| Extrait présenté |
Le hors-d’œuvre consistait en du canard confit (l’une des spécialités de Maria-José), accompagné d’œuf de caille mariné, le tout tapissé de confiture de chicoutai, une framboise orangée dont le nom signifie feu en innu.

Gros plan d'une cuillère en céramique où le canard confit est à l'honneur.

La cuisine « abéna-fricaine » en mode hors-d’œuvre.

Photo : Gracieuseté Montréal en Lumière / Victor Diaz Lamich

Amener la cuisine autochtone dans la modernité

Au début de sa carrière, pour amener la cuisine autochtone dans la modernité sans en effacer l’aspect culturel, Lysanne O’Bomsawin a notamment créé des sushis avec du poisson cuit, de la courge, du maïs ou des petits fruits. Je cherchais à amener la culture culinaire autochtone au 21e siècle en ne gardant que les ingrédients et les techniques qui la définissent.

Pas question, à l’époque, de faire essayer au Québécois la sagamité, une soupe à base de maïs lessivé, de haricots et de viande. Si on sortait trop des sentiers battus, avec peu ou pas de référent culinaire, ça n’aurait pas marché, dit-elle. Aujourd’hui, les gens en redemandent. Ils veulent goûter à mon histoire, à ce qui m’a été transmis.

Entre-temps est arrivé un tournant politique, en 2016-2017, avec l’intensification du mouvement Idle No More, à un moment où la peur de perdre leur identité s’est amplifiée chez de nombreux Québécois.

« Un grand nombre de Québécois ont alors tenté de redéfinir leur identité en tant que peuple et à plus s’informer sur le monde qui les entoure, dont nous, les Autochtones. »

— Une citation de  Lysanne O’Bomsawin

Ce rapprochement n’a pas été que politique. Dans le fond, sur le plan culinaire, le Québec fait face au même défi que nous : revenir aux sources tout en s’actualisant, selon la cheffe abénakise. Jumeler des produits du terroir et des produits exotiques, utiliser des techniques de cuisson modernes tout en n’oubliant pas sa tourtière et son pâté chinois. Bref se redéfinir sans faire table rase du passé.

Quand on regarde les deux entrées qui étaient au menu du Virunga la fin de semaine dernière, on voit que la cheffe abénakise est sur la bonne voie : tartare de wapiti assaisonné de sauce moyo (une spécialité togolaise), le tout escorté de croustilles à base de banane plantain pour le croustillant. Puis, truite fumée (du frère de Lysanne) couchée sur un lit d’ignames (un légume racine populaire en Afrique), le tout relevé d’une sauce aux bleuets.

| Données brutes |
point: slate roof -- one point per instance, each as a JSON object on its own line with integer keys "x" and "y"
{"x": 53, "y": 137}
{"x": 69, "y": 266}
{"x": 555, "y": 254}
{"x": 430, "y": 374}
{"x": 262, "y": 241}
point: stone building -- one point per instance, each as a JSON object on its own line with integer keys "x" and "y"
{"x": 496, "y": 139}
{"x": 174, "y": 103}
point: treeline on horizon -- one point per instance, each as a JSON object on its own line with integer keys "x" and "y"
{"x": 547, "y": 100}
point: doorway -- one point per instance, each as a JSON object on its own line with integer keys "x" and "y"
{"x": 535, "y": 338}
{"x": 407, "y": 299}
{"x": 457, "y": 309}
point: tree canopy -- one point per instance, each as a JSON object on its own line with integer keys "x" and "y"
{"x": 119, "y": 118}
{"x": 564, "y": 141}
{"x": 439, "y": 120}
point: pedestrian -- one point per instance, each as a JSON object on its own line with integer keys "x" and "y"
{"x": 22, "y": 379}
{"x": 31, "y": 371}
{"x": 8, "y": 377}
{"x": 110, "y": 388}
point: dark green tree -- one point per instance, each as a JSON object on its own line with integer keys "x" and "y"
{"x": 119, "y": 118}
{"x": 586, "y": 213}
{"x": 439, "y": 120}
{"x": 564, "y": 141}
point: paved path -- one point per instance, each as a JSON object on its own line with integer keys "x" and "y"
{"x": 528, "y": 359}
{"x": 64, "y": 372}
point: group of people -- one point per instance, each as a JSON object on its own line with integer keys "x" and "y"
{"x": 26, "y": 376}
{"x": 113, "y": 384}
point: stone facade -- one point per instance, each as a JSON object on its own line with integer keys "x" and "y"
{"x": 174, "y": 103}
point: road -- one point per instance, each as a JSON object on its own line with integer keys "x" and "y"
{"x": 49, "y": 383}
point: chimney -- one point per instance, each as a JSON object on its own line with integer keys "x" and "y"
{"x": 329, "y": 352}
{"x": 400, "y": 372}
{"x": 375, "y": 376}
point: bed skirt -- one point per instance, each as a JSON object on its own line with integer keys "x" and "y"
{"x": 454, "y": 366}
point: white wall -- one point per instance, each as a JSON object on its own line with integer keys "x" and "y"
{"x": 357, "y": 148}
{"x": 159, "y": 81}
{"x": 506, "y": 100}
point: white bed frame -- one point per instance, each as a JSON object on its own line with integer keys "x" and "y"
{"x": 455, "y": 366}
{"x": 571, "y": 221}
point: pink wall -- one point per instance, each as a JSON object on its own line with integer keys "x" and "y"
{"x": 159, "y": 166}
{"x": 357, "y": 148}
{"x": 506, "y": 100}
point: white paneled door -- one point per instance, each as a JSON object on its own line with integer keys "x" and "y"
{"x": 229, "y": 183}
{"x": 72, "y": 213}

| Actions demandées |
[A] Dans l'extrait présenté, que signifie en innu le nom de la chicoutai ?
[B] Reproduisez tout ce qui va, dans l'extrait présenté, de « Pas question, à » jusqu'à « m’a été transmis. ».

| Réponses par tâche |
[A] Feu.

[B]
Pas question, à l’époque, de faire essayer au Québécois la sagamité, une soupe à base de maïs lessivé, de haricots et de viande. Si on sortait trop des sentiers battus, avec peu ou pas de référent culinaire, ça n’aurait pas marché, dit-elle. Aujourd’hui, les gens en redemandent. Ils veulent goûter à mon histoire, à ce qui m’a été transmis.